● Activity A: In the collection of marijuana quotes, list every person whose quote is labeled as a quote on hemp rather than on marijuana.
● Activity B: Carry the collection of marijuana quotes forward from its last line.

● Source passage:
* * * *

MARIJUANA QUOTES FROM FAMOUS PEOPLE – HEMP QUOTES
“The prestige of government has undoubtedly been lowered considerably by the prohibition law. For nothing is more destructive of respect for the government and the law of the land than passing laws which cannot be enforced. It is an open secret that the dangerous increase of crime in this country is closely connected with this.”
– Albert Einstein quote on Hemp
“Even if one takes every reefer madness allegation of the prohibitionists at face value, marijuana prohibition has done far more harm to far more people than marijuana ever could.”
– William F. Buckley Jr. quote on Marijuana
“When a private enterprise fails, it is closed down; when a government enterprise fails, it is expanded. Isn’t that exactly what’s been happening with drugs?”
– Milton Friedman quote on Marijuana
“It really puzzles me to see marijuana connected with narcotics . . . dope and all that crap. It’s a thousand times better than whiskey – it’s an assistant – a friend.”
– Louis Armstrong quote on Marijuana
“That is not a drug. It’s a leaf,”
– Arnold Schwarzenegger, U.S. President Wannabe quote on Marijuana
“Hemp is of first necessity to the wealth & protection of the country.”
– Thomas Jefferson, U.S. President quote on Hemp
“Make the most you can of the Indian Hemp seed and sow it everywhere.”
– George Washington, U.S. President quote on Hemp
“When I was in England, I experimented with marijuana a time or two, and I didn’t like it, and I didn’t inhale, and I never tried again.”
– Bill Clinton, U.S. President quote on Marijuana
“When I was a kid I inhaled frequently. That was the point.”
– Barack Obama quote on Marijuana
“There’s been no top authority saying what marijuana does to you. I really don’t know that much about it. I tried it once but it didn’t do anything to me.”
– John Wayne quote on Marijuana
“I think pot should be legal. I don’t smoke it, but I like the smell of it.”
– Andy Warhol quote on Marijuana
“I enjoy smoking cannabis and see no harm in it”.
– Jennifer Aniston quote on Marijuana
“If John Lennon is deported, I’m leaving too…with my musicians..and my marijuana.”

* * * *

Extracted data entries
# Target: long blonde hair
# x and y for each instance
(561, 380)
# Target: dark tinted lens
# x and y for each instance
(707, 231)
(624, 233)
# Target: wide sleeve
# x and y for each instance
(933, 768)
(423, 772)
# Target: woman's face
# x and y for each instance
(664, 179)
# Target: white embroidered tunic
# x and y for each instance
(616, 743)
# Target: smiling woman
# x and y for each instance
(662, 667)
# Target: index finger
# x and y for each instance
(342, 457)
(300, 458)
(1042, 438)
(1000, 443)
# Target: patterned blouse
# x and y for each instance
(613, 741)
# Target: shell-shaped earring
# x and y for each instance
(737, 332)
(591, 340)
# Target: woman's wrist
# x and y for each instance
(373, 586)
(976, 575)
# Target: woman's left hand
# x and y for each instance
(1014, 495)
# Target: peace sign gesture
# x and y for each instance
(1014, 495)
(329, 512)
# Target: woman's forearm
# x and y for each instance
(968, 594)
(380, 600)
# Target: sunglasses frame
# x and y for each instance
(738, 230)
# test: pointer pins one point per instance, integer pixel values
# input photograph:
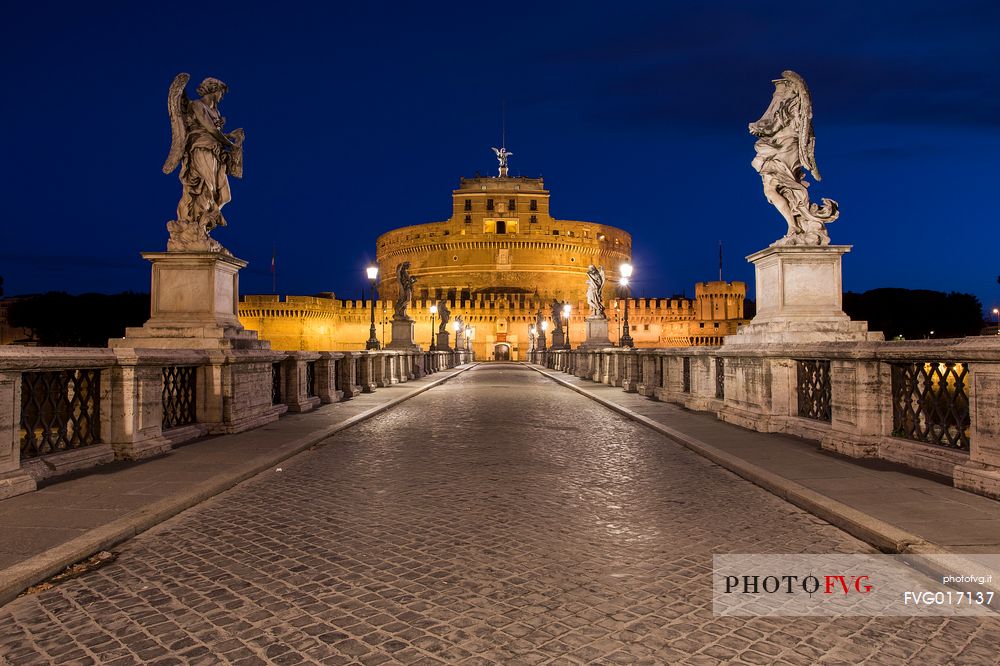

* * * *

● Written reply A: Albert Einstein, Thomas Jefferson, George Washington

● Written reply B:
– Art Garfunkel quote on Marijuana
“Forty million Americans smoked marijuana; the only ones who didn’t like it were Judge Ginsberg, Clarence Thomas and Bill Clinton.”
– Jay Leno quote on Marijuana
“The illegality of cannabis is outrageous, an impediment to full utilization of a drug which helps produce the serenity and insight, sensitivity and fellowship so desperately needed in this increasingly mad and dangerous world.”
– Carl Sagan quote on Marijuana
“I used to smoke marijuana. But I’ll tell you something: I would only smoke it in the late evening. Oh, occasionally the early evening, but usually the late evening – or the mid-evening. Just the early evening, mid-evening and late evening. Occasionally, early afternoon, early mid-afternoon, or perhaps the late-mid-afternoon. Oh, sometimes the early-mid-late-early morning. . . . …But never at dusk.”
– Steve Martin quote on Marijuana
“When you return to this mundane sphere from your visionary world, you would seem to leave a Neapolitan spring for a Lapland winter – to quit paradise for earth – heaven for hell! Taste the hashish, guest of mine – taste the hashish!” – Alexander Dumas quote on Marijuana
“Why use up the forests which were centuries in the making and the mines which required ages to lay down, if we can get the equivalent of forest and mineral products in the annual growth of the hemp fields?”
– Henry Ford quote on Marijuana
“If the words “life, liberty and the pursuit of happiness” don’t include the right to experiment with your own consciousness, then the Declaration of Independence isn’t worth the hemp it was written on.”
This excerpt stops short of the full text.